[[ DATA UNDER STUDY open ]]

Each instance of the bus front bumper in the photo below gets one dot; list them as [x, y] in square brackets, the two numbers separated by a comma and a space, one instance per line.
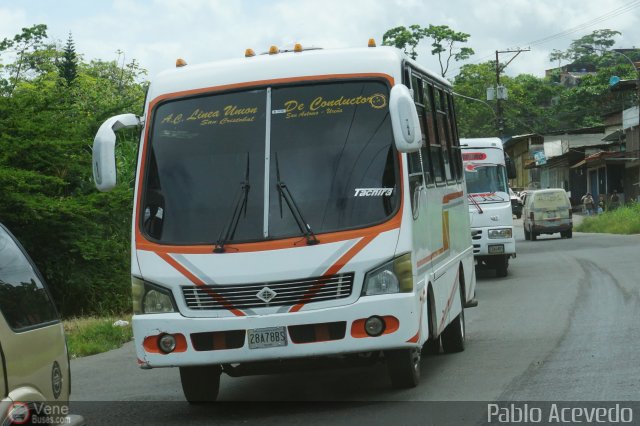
[311, 333]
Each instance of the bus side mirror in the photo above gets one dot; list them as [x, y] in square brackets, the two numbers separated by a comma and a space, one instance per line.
[511, 167]
[104, 157]
[404, 119]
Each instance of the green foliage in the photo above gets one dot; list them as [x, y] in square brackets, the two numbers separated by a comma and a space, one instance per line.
[78, 237]
[90, 336]
[443, 40]
[404, 39]
[624, 220]
[583, 49]
[68, 67]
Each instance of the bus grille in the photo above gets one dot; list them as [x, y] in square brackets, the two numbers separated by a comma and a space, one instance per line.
[282, 293]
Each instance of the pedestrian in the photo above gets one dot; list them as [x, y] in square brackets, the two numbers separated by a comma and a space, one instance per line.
[614, 202]
[600, 203]
[588, 204]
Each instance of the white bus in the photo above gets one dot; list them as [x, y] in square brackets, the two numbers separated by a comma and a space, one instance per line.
[487, 171]
[288, 206]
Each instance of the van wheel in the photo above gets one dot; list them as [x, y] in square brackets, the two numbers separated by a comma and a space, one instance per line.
[453, 336]
[431, 346]
[403, 366]
[201, 383]
[502, 264]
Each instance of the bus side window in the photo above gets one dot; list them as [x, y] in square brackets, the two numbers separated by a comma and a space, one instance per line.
[456, 153]
[452, 141]
[444, 132]
[435, 149]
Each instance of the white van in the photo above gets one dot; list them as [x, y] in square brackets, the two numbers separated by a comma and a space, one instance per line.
[547, 211]
[34, 377]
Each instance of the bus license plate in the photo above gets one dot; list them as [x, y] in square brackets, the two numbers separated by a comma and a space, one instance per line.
[267, 337]
[496, 249]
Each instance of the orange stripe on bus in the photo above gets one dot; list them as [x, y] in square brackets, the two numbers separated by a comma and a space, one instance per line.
[333, 270]
[197, 281]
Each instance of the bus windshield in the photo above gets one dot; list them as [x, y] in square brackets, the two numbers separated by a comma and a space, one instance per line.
[210, 156]
[486, 178]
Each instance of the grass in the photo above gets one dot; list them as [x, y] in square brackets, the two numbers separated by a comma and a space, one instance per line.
[624, 220]
[91, 335]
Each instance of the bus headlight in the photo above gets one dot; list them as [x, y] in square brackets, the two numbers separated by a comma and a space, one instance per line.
[395, 276]
[150, 299]
[500, 233]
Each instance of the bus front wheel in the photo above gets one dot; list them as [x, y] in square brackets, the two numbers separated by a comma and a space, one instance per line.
[403, 366]
[200, 383]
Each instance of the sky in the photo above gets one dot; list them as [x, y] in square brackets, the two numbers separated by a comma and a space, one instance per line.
[157, 32]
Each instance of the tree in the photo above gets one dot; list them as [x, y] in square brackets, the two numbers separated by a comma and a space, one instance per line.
[68, 66]
[26, 47]
[79, 238]
[443, 44]
[585, 48]
[404, 38]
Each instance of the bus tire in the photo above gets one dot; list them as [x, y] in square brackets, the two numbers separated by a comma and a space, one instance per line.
[403, 366]
[453, 336]
[200, 384]
[502, 264]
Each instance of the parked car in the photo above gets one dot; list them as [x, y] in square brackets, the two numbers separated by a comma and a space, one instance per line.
[33, 351]
[516, 204]
[547, 211]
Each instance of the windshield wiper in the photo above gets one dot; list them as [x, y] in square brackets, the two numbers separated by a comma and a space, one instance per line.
[284, 192]
[475, 203]
[239, 205]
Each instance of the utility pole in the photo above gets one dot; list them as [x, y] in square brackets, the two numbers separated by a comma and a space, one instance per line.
[500, 96]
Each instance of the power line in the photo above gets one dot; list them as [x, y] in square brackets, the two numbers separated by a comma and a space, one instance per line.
[611, 14]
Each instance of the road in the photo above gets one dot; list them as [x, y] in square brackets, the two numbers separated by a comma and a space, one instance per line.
[563, 325]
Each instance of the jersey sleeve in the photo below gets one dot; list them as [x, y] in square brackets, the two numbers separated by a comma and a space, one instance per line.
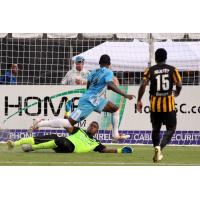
[89, 76]
[99, 148]
[146, 74]
[109, 76]
[176, 76]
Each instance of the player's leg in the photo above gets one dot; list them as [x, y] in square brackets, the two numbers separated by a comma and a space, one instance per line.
[114, 110]
[64, 145]
[28, 142]
[156, 120]
[170, 122]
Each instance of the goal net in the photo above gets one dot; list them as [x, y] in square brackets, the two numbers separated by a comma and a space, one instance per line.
[43, 60]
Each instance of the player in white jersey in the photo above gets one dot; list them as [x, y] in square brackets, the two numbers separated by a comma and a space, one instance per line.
[98, 81]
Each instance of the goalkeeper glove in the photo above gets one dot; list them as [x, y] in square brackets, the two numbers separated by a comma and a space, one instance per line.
[125, 149]
[68, 107]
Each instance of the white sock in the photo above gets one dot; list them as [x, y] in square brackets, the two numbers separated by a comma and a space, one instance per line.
[115, 124]
[55, 123]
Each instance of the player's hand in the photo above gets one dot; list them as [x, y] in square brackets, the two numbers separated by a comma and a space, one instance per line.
[175, 93]
[129, 96]
[78, 82]
[125, 149]
[139, 106]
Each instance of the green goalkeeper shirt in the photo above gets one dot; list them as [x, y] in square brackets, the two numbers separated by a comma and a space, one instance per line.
[84, 142]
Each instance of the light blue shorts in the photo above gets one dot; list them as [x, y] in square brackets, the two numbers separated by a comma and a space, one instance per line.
[86, 107]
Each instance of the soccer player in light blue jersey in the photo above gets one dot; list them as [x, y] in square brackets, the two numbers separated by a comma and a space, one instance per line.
[98, 81]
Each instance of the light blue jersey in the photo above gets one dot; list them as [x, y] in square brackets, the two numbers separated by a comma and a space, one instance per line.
[98, 80]
[91, 99]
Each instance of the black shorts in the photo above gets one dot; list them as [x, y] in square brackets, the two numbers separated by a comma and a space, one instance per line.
[165, 118]
[63, 144]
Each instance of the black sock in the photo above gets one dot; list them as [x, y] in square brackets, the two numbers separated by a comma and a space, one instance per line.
[166, 138]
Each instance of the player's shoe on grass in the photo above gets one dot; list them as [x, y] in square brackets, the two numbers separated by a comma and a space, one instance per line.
[26, 147]
[35, 124]
[10, 144]
[158, 154]
[120, 137]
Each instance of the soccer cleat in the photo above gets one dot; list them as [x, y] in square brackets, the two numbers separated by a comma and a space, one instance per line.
[120, 137]
[10, 144]
[35, 124]
[26, 147]
[127, 149]
[158, 154]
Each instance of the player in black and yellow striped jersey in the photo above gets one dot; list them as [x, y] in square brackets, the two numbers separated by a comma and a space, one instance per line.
[162, 78]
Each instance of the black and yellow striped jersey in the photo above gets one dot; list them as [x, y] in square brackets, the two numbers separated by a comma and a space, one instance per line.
[162, 78]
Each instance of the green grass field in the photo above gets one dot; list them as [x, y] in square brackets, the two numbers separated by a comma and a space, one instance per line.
[142, 156]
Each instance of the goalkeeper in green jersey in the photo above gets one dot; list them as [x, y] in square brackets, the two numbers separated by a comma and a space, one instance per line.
[79, 141]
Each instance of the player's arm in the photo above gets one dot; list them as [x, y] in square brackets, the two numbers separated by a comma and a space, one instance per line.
[114, 88]
[178, 82]
[88, 84]
[103, 149]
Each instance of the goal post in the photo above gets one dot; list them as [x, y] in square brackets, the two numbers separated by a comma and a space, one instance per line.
[44, 58]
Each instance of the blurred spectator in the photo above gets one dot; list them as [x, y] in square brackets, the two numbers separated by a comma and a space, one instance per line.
[9, 78]
[77, 75]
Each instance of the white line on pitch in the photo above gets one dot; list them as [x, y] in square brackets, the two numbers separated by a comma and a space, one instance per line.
[100, 163]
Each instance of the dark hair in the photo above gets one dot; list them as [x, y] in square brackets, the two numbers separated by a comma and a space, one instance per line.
[160, 55]
[104, 60]
[96, 123]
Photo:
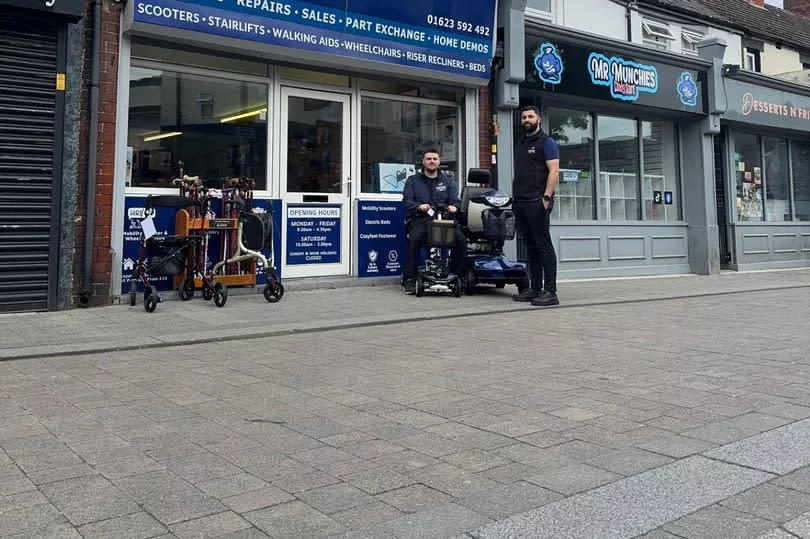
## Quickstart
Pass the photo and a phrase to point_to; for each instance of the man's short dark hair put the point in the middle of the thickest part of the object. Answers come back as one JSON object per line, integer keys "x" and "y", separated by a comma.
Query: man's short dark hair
{"x": 532, "y": 108}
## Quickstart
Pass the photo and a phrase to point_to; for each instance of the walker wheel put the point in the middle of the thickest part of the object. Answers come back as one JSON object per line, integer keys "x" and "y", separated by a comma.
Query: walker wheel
{"x": 150, "y": 299}
{"x": 207, "y": 291}
{"x": 273, "y": 291}
{"x": 186, "y": 290}
{"x": 220, "y": 294}
{"x": 133, "y": 292}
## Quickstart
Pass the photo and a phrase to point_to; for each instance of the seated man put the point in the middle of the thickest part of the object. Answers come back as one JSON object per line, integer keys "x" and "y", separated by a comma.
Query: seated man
{"x": 423, "y": 190}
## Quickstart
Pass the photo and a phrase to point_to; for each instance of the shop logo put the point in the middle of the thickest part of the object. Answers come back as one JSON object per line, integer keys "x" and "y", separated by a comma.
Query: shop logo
{"x": 748, "y": 104}
{"x": 548, "y": 64}
{"x": 625, "y": 79}
{"x": 687, "y": 89}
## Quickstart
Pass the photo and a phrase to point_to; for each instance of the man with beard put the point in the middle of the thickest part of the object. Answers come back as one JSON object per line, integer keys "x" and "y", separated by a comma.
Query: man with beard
{"x": 423, "y": 190}
{"x": 537, "y": 168}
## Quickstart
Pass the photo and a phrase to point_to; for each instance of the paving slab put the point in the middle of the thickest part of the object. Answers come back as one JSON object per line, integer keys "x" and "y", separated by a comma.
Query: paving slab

[[ DATA UNDER STUDY closed ]]

> _EXERCISE PROMPT_:
Find how many lines in the entries above use the word "slab". Write the number alone.

> _TASK OUTPUT_:
2